╔══

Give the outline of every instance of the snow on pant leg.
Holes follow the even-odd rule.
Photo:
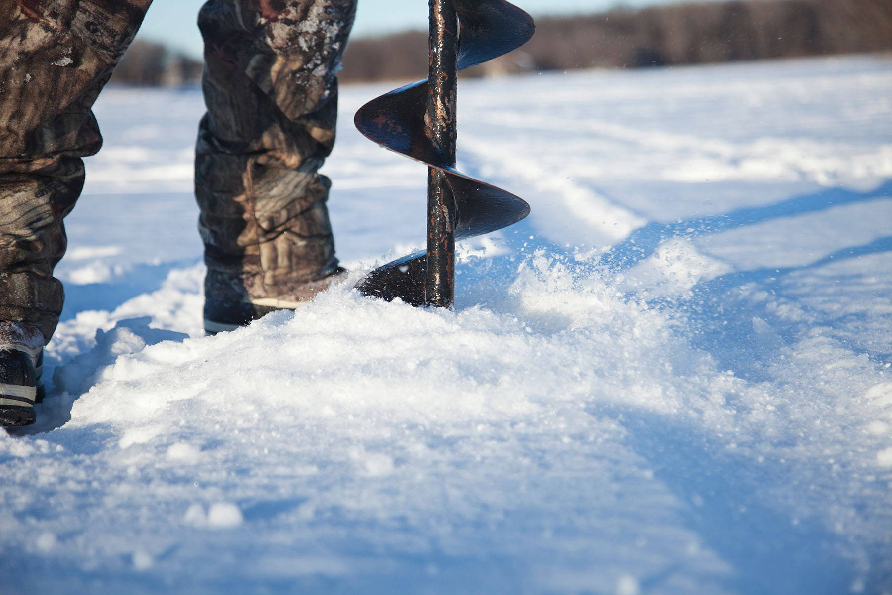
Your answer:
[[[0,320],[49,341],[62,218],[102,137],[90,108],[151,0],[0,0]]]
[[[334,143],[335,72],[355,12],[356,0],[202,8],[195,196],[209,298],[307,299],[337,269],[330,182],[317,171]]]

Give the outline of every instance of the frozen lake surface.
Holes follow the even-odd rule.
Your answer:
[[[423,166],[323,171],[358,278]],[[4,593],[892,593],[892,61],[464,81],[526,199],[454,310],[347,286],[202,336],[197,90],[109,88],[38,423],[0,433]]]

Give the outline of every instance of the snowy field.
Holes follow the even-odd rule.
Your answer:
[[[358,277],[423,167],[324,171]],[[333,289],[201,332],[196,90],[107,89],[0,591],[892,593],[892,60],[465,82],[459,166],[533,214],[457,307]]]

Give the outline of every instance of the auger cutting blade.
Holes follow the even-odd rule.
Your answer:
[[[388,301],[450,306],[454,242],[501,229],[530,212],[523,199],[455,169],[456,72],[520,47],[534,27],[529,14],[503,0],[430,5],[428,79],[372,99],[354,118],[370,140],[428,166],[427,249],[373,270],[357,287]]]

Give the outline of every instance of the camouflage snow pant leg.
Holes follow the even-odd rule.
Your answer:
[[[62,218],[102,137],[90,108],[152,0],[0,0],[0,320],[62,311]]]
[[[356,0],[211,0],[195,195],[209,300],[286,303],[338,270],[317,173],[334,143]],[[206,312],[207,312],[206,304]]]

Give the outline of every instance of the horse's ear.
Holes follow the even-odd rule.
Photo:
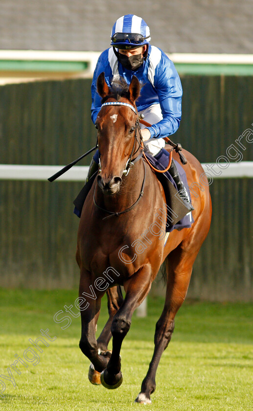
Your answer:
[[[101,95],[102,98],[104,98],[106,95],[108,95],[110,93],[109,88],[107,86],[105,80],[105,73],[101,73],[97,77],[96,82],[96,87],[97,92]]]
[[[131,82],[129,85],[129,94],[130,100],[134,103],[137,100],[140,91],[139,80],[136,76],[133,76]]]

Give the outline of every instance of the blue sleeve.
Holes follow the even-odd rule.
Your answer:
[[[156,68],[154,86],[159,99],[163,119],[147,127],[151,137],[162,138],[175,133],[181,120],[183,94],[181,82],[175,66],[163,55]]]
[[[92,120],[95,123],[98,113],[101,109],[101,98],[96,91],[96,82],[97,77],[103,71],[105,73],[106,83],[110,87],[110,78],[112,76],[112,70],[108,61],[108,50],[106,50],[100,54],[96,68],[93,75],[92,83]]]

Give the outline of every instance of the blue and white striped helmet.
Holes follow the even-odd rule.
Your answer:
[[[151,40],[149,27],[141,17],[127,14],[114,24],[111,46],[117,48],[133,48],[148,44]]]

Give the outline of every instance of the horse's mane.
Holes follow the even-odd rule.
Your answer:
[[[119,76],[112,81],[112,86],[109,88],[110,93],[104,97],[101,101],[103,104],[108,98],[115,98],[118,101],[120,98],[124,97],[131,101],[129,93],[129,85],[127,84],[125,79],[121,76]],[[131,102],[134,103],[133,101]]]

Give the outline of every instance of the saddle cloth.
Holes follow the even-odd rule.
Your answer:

╚══

:: WHAT THE TASK REQUIRES ::
Quote every line of the records above exactly; no picture is to be copied.

:: ANSWER TO THE PROBLEM ::
Give the outline of every instance of the snow on pant leg.
Holes follow the even-odd rule.
Photo:
Your answer:
[[[0,320],[49,341],[62,218],[102,137],[90,108],[151,0],[0,0]]]
[[[334,143],[335,72],[355,12],[356,0],[202,8],[195,196],[209,298],[307,299],[337,269],[330,182],[317,171]]]

Give the outline of every instance of the frozen lake surface.
Holes follow the even-odd rule.
Your answer:
[[[423,166],[323,171],[358,278]],[[4,593],[892,593],[892,61],[464,81],[526,199],[454,310],[347,286],[202,336],[197,90],[109,88],[38,423],[0,433]]]

Give the outline of every instance of the snowy field.
Holes follow the even-odd rule.
Your answer:
[[[358,277],[423,167],[324,171]],[[333,289],[201,332],[196,90],[107,89],[0,591],[892,593],[892,60],[465,82],[459,166],[533,214],[457,307]]]

Give the outline of every instance of the auger cutting blade.
Holes follow the even-odd rule.
Your answer:
[[[388,301],[450,306],[454,242],[501,229],[530,212],[523,199],[455,169],[456,72],[520,47],[534,27],[529,14],[503,0],[430,5],[428,79],[372,99],[354,118],[370,140],[428,166],[427,249],[373,270],[357,287]]]

Give the outline of every instance of the camouflage snow pant leg.
Holes follow the even-odd rule.
Your answer:
[[[62,218],[102,137],[90,108],[152,0],[0,0],[0,320],[62,311]]]
[[[356,0],[211,0],[195,195],[209,300],[286,303],[338,270],[317,173],[334,143]],[[206,312],[207,312],[206,304]]]

Give the outline of every instance of the horse's ear.
Holes follow the even-odd rule.
Photo:
Your answer:
[[[101,95],[102,98],[104,98],[106,95],[108,95],[110,93],[109,88],[107,86],[105,80],[105,73],[101,73],[97,77],[96,82],[96,87],[97,92]]]
[[[131,82],[129,85],[129,94],[130,100],[134,103],[137,100],[140,91],[139,80],[136,76],[133,76]]]

Give the outline of every instance of the blue sleeve.
Holes follow the even-odd rule.
Your answer:
[[[156,68],[154,86],[159,99],[163,119],[147,127],[151,137],[162,138],[175,133],[181,120],[183,94],[181,82],[175,66],[163,55]]]
[[[92,120],[95,123],[98,113],[101,109],[101,98],[96,91],[96,82],[97,77],[103,71],[105,73],[106,83],[110,87],[110,78],[112,76],[112,70],[108,61],[108,50],[106,50],[100,54],[96,68],[93,75],[92,83]]]

Give the outline of every instance of the blue and white striped helmet.
Holes follow the even-odd rule.
Your answer:
[[[151,40],[149,27],[141,17],[127,14],[114,24],[111,46],[117,48],[133,48],[148,44]]]

Give the outline of every instance of the horse's mane.
Holes follow the even-odd rule.
Your answer:
[[[119,76],[112,81],[112,86],[109,88],[110,93],[104,97],[101,101],[103,104],[108,98],[115,98],[118,101],[120,98],[124,97],[131,101],[129,93],[129,85],[127,84],[125,79],[121,76]],[[131,102],[134,103],[133,101]]]

Give the outline of every instance of the saddle cloth.
Holes follow the even-odd rule.
Your answer:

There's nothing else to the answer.